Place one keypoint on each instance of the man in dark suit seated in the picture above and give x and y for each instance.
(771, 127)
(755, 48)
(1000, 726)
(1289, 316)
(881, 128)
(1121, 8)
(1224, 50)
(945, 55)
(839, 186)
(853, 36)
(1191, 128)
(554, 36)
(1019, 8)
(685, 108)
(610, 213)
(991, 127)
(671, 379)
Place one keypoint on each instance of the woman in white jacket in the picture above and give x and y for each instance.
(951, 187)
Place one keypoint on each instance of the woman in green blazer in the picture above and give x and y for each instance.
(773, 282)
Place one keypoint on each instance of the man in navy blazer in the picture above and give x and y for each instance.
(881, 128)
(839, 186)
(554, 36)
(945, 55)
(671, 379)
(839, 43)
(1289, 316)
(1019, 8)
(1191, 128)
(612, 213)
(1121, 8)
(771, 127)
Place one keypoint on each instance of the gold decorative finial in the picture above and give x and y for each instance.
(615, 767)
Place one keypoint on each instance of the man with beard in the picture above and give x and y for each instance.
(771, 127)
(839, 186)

_____

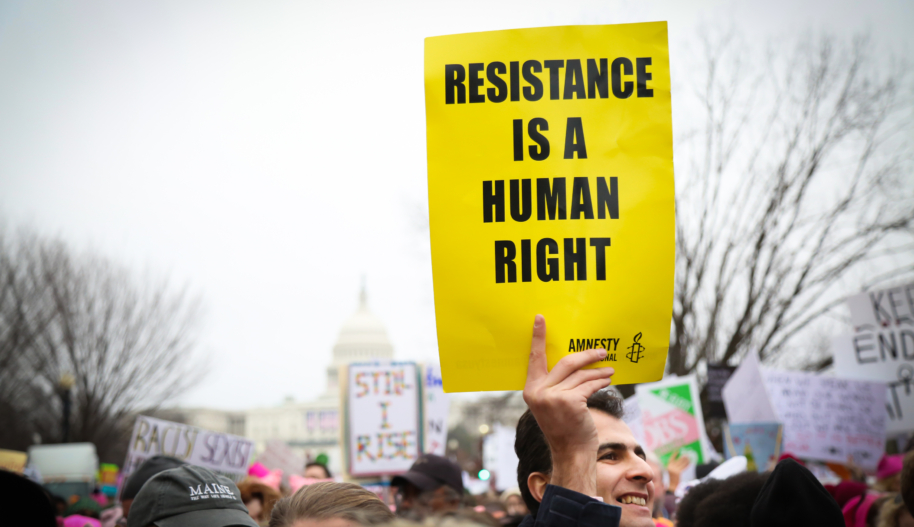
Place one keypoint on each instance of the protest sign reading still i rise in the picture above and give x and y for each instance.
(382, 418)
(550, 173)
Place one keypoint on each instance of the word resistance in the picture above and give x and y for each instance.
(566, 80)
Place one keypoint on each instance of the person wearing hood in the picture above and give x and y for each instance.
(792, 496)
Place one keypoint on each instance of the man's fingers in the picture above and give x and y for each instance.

_____

→ About this exercise: What you return must be an exact retyping of the lines above starting at the line with "Place one keypoint on each instance of the word" and ending at the line with "Place one keypoint on each instance of the man's", and nothing besides.

→ Exercise response:
Place one keypoint on each instance of the word resistance in the picture above and give x and y for each instance.
(566, 80)
Place one keypoint on each instance of the person wearing hood in the picture above and give x and y for each instance.
(792, 496)
Place one keypoint on each instance of the man's fingers in the picture above and give x and y for each instance.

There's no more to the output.